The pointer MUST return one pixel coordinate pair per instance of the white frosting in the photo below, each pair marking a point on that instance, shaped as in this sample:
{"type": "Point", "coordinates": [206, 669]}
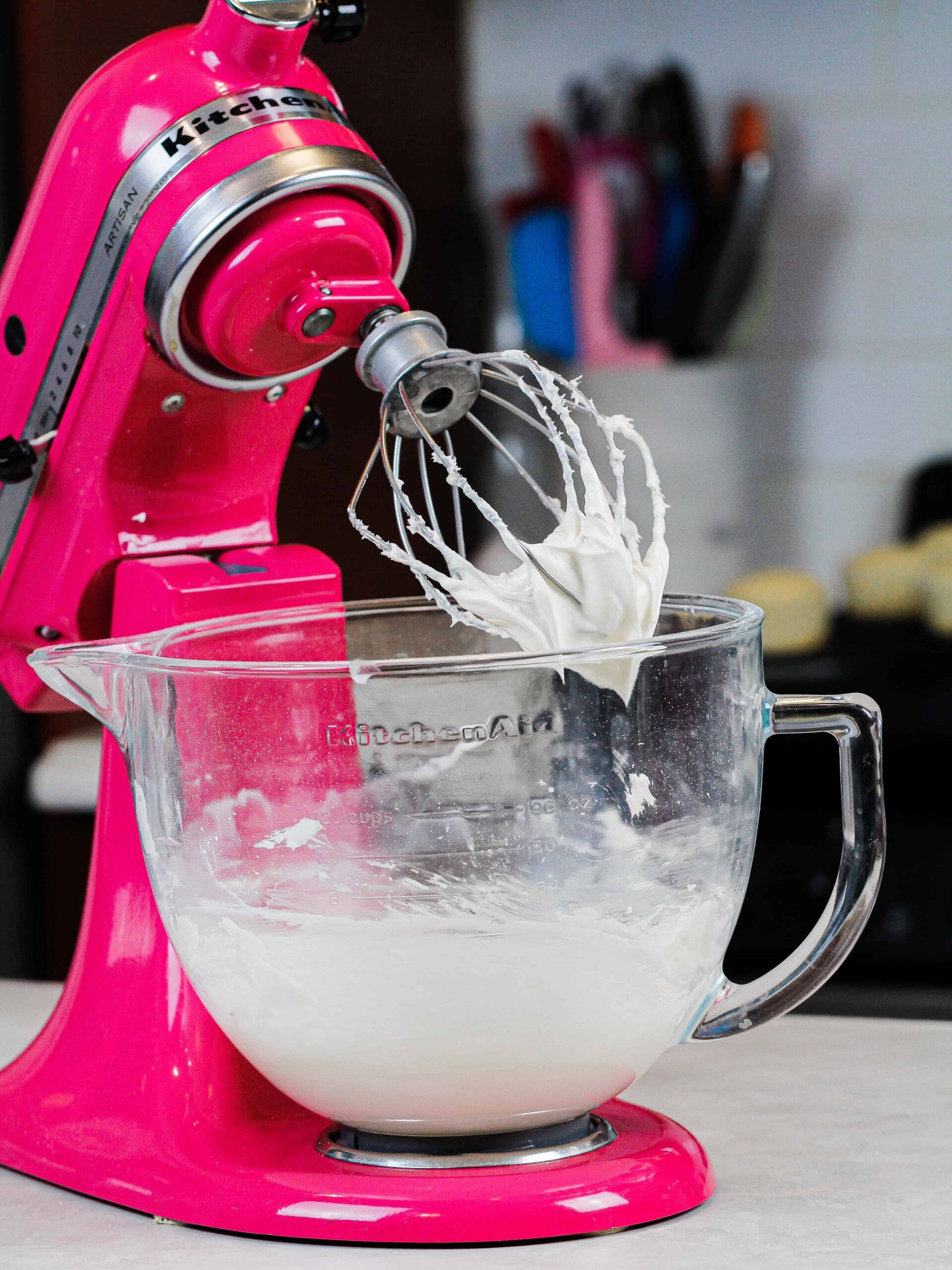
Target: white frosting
{"type": "Point", "coordinates": [592, 553]}
{"type": "Point", "coordinates": [469, 1013]}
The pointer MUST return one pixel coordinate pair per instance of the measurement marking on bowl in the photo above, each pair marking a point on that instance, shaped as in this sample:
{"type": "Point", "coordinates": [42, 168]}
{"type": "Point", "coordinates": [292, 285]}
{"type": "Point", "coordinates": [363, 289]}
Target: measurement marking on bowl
{"type": "Point", "coordinates": [419, 859]}
{"type": "Point", "coordinates": [474, 812]}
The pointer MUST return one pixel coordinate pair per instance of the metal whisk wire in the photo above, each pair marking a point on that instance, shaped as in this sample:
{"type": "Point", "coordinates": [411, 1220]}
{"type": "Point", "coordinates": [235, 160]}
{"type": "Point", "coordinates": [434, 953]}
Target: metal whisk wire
{"type": "Point", "coordinates": [390, 450]}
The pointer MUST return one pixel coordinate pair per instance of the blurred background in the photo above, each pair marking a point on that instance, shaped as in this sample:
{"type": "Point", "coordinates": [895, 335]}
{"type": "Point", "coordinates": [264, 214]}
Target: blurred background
{"type": "Point", "coordinates": [734, 219]}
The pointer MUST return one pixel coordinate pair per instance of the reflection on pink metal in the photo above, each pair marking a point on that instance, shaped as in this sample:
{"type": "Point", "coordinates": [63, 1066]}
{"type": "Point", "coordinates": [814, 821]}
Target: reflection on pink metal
{"type": "Point", "coordinates": [125, 478]}
{"type": "Point", "coordinates": [252, 305]}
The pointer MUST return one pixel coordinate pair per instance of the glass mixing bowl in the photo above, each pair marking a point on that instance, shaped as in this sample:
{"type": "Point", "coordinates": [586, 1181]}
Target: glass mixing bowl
{"type": "Point", "coordinates": [431, 885]}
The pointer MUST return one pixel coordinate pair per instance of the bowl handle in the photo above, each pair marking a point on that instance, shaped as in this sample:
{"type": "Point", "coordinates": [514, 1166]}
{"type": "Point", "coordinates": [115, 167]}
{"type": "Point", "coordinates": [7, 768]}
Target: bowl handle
{"type": "Point", "coordinates": [855, 720]}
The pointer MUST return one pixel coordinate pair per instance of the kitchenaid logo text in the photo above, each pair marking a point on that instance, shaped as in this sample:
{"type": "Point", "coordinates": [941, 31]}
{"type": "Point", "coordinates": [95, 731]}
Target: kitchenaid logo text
{"type": "Point", "coordinates": [252, 105]}
{"type": "Point", "coordinates": [419, 734]}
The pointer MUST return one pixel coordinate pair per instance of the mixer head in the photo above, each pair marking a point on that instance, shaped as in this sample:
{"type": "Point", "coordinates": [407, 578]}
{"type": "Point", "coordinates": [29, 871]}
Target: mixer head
{"type": "Point", "coordinates": [229, 235]}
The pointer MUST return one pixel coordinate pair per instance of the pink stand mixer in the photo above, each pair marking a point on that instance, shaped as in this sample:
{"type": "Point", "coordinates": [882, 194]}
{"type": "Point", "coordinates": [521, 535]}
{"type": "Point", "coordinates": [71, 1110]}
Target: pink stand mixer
{"type": "Point", "coordinates": [219, 233]}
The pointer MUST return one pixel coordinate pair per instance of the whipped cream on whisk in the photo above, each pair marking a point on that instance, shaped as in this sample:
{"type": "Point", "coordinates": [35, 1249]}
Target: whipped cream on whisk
{"type": "Point", "coordinates": [587, 583]}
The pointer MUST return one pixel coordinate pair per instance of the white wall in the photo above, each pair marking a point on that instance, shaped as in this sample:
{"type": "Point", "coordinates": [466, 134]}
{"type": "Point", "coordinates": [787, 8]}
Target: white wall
{"type": "Point", "coordinates": [853, 370]}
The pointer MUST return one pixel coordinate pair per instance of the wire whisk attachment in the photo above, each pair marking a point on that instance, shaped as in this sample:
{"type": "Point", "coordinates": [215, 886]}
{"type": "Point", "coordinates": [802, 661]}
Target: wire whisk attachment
{"type": "Point", "coordinates": [490, 393]}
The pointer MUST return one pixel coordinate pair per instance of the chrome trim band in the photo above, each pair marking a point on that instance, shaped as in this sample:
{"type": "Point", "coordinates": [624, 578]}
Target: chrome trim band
{"type": "Point", "coordinates": [268, 13]}
{"type": "Point", "coordinates": [216, 212]}
{"type": "Point", "coordinates": [602, 1136]}
{"type": "Point", "coordinates": [150, 172]}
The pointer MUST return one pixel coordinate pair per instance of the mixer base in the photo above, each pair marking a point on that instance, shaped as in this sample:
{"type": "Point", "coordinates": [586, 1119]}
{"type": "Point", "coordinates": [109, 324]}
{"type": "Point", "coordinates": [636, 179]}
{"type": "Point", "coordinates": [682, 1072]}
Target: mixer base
{"type": "Point", "coordinates": [273, 1183]}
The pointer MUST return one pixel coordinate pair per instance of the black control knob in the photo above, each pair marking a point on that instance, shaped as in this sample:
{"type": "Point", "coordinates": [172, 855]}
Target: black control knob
{"type": "Point", "coordinates": [314, 430]}
{"type": "Point", "coordinates": [17, 461]}
{"type": "Point", "coordinates": [339, 21]}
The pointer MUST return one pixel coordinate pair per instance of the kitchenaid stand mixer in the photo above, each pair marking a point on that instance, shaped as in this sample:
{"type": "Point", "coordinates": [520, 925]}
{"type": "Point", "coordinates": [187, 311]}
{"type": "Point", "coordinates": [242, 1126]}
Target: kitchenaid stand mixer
{"type": "Point", "coordinates": [220, 233]}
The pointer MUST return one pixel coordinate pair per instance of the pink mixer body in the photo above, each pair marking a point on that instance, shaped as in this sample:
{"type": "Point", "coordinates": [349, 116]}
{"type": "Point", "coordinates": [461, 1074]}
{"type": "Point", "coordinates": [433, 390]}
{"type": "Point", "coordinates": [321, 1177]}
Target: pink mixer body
{"type": "Point", "coordinates": [202, 205]}
{"type": "Point", "coordinates": [125, 478]}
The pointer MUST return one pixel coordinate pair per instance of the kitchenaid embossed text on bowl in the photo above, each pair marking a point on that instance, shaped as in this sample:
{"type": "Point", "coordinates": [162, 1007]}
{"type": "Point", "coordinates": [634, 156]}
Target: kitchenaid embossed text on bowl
{"type": "Point", "coordinates": [432, 886]}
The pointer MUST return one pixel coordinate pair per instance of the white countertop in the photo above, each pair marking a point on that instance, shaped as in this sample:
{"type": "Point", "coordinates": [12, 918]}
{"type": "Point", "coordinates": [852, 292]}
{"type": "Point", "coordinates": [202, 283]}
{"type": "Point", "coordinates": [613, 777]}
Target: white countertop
{"type": "Point", "coordinates": [830, 1139]}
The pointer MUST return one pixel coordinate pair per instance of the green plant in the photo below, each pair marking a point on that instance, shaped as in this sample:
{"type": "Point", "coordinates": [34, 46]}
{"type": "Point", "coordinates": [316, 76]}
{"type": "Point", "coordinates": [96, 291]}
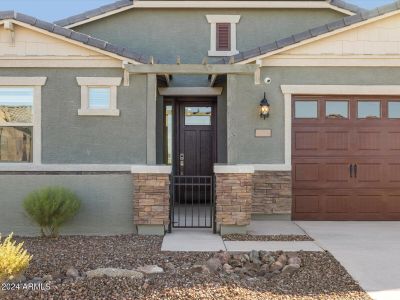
+++
Can you give back all of the records above word for word, leaving the pictures out?

▶ [Result of this exercise]
The pointer MUST return one pixel coordinate pair per instance of the white frosting in the photo below, each pair marking a point on that instance, shaped as in this sample:
{"type": "Point", "coordinates": [206, 669]}
Target: white frosting
{"type": "Point", "coordinates": [592, 553]}
{"type": "Point", "coordinates": [469, 1013]}
The pointer MUST return one pixel coordinate pair per instance of the measurement marking on bowl in the photo above, each pair marking a point on that instance, shaped as in this sample:
{"type": "Point", "coordinates": [42, 168]}
{"type": "Point", "coordinates": [292, 285]}
{"type": "Point", "coordinates": [363, 289]}
Target: measurement marking on bowl
{"type": "Point", "coordinates": [419, 859]}
{"type": "Point", "coordinates": [474, 812]}
The pointer MUST return one pixel coordinate pair per instance of the metal whisk wire in the photo above, each pair marking a point on that instance, shaped as in this sample:
{"type": "Point", "coordinates": [411, 1220]}
{"type": "Point", "coordinates": [235, 160]}
{"type": "Point", "coordinates": [434, 953]}
Target: metal whisk wire
{"type": "Point", "coordinates": [390, 450]}
The pointer MUST return one pixel coordinate pair per instance of the blurred background in the photo above, each pair marking a point on that instance, shaped as in this sample:
{"type": "Point", "coordinates": [895, 335]}
{"type": "Point", "coordinates": [264, 214]}
Target: blurred background
{"type": "Point", "coordinates": [734, 219]}
The pointer MUST return one pixel coordinate pair per instance of the reflection on pink metal in the photo above, each pair marking a point on that instance, shaped as in this sample:
{"type": "Point", "coordinates": [63, 1066]}
{"type": "Point", "coordinates": [814, 821]}
Target: reflection on pink metal
{"type": "Point", "coordinates": [125, 478]}
{"type": "Point", "coordinates": [252, 305]}
The pointer MUST return one pixel coordinate pair per instance of the glass mixing bowl in the photo above, each pair marking a point on that instance, shaped as in this sample:
{"type": "Point", "coordinates": [586, 1181]}
Target: glass mixing bowl
{"type": "Point", "coordinates": [431, 885]}
The pointer MUST return one pixel coordinate pair per instance of the bowl handle in the photo above, each pair marking a point on that instance, shaped as in this sample:
{"type": "Point", "coordinates": [514, 1166]}
{"type": "Point", "coordinates": [115, 167]}
{"type": "Point", "coordinates": [7, 768]}
Target: bowl handle
{"type": "Point", "coordinates": [855, 720]}
The pointer MUST return one pixel coordinate pair per instance of the kitchenaid logo text in the photo above, each pair marking a point on that instance, shaped as in this sample:
{"type": "Point", "coordinates": [941, 31]}
{"type": "Point", "coordinates": [95, 731]}
Target: kitchenaid logo text
{"type": "Point", "coordinates": [252, 105]}
{"type": "Point", "coordinates": [419, 734]}
The pointer MUST return one pixel coordinate pair per instance of the mixer head in the photo above, each pair marking a point on that instance, shaped as in this sample:
{"type": "Point", "coordinates": [407, 578]}
{"type": "Point", "coordinates": [29, 871]}
Target: mixer head
{"type": "Point", "coordinates": [229, 235]}
The pointer MUST return one pixel coordinate pair per instance of the pink stand mixer in the photo above, each pair marking a point on that instance, shaped as in this sample:
{"type": "Point", "coordinates": [882, 194]}
{"type": "Point", "coordinates": [521, 535]}
{"type": "Point", "coordinates": [71, 1110]}
Target: pink stand mixer
{"type": "Point", "coordinates": [219, 233]}
The pointer MUST return one pixel coordinate pair per instance of the whipped cream on whisk in the photo above, each pair marking a point on that instance, shaped as in this sample:
{"type": "Point", "coordinates": [35, 1249]}
Target: whipped cream on whisk
{"type": "Point", "coordinates": [587, 583]}
The pointer MUST return one pixel coordinate pair per instance of the white wall in the photo above, each pair marking a point on that instance, shaped as in this sample:
{"type": "Point", "coordinates": [466, 134]}
{"type": "Point", "coordinates": [787, 8]}
Target: white wall
{"type": "Point", "coordinates": [853, 370]}
The pointer MUST return one pixel coordinate pair per instance of the wire whisk attachment in the photo above, each pair marking a point on that instance, shaped as in this sample:
{"type": "Point", "coordinates": [215, 886]}
{"type": "Point", "coordinates": [802, 661]}
Target: wire whisk attachment
{"type": "Point", "coordinates": [490, 393]}
The pointer MUST return one pixel coordinate pair per instance of the chrome trim band in the photo above, each pair marking a point on that instance, shaped as in this sample:
{"type": "Point", "coordinates": [624, 578]}
Target: chrome trim band
{"type": "Point", "coordinates": [268, 13]}
{"type": "Point", "coordinates": [216, 212]}
{"type": "Point", "coordinates": [602, 1136]}
{"type": "Point", "coordinates": [150, 172]}
The pointer MUST return one pixel coordinate pair per instance of the mixer base in the photo above, each pair marking a point on that instance, shaped as in this sample:
{"type": "Point", "coordinates": [586, 1119]}
{"type": "Point", "coordinates": [109, 324]}
{"type": "Point", "coordinates": [636, 179]}
{"type": "Point", "coordinates": [682, 1072]}
Target: mixer base
{"type": "Point", "coordinates": [273, 1183]}
The pointer MUST return one pixel coordinate pair per instance of the black control knob in the photo above, each pair marking a point on that instance, shaped as in this sample:
{"type": "Point", "coordinates": [172, 855]}
Target: black control knob
{"type": "Point", "coordinates": [314, 430]}
{"type": "Point", "coordinates": [17, 461]}
{"type": "Point", "coordinates": [339, 21]}
The pointer MUST return one pixel coordinate pair per instance of the kitchenaid stand mixer in the photo above, each pair marking a point on that instance, shaped as in this sample:
{"type": "Point", "coordinates": [520, 925]}
{"type": "Point", "coordinates": [187, 311]}
{"type": "Point", "coordinates": [242, 1126]}
Target: kitchenaid stand mixer
{"type": "Point", "coordinates": [220, 233]}
The pointer MUST return one pixel coordinate pair per instance of the pink mixer body in the photo above, each pair marking a point on that instance, shaped as in this sample:
{"type": "Point", "coordinates": [349, 116]}
{"type": "Point", "coordinates": [461, 1074]}
{"type": "Point", "coordinates": [433, 390]}
{"type": "Point", "coordinates": [321, 1177]}
Target: pink mixer body
{"type": "Point", "coordinates": [202, 205]}
{"type": "Point", "coordinates": [125, 478]}
The pointer MUST return one pixel coordinate pair per instance of the kitchenaid embossed text on bowl in the photo above, each pair marking a point on that instance, shaped as in this sample:
{"type": "Point", "coordinates": [162, 1007]}
{"type": "Point", "coordinates": [634, 156]}
Target: kitchenaid embossed text on bowl
{"type": "Point", "coordinates": [432, 886]}
The pointer MUST return one pixel coordinate pair per instance of the white countertop in the photo above, each pair marking a point on that instance, shaped as in this sample:
{"type": "Point", "coordinates": [12, 918]}
{"type": "Point", "coordinates": [852, 292]}
{"type": "Point", "coordinates": [202, 283]}
{"type": "Point", "coordinates": [613, 777]}
Target: white countertop
{"type": "Point", "coordinates": [830, 1139]}
The pointer MUST return one pixel coordinate pair per instance of the green plant in the photo below, each pair marking a point on that instance, shaped as in this sample:
{"type": "Point", "coordinates": [34, 46]}
{"type": "Point", "coordinates": [316, 76]}
{"type": "Point", "coordinates": [96, 291]}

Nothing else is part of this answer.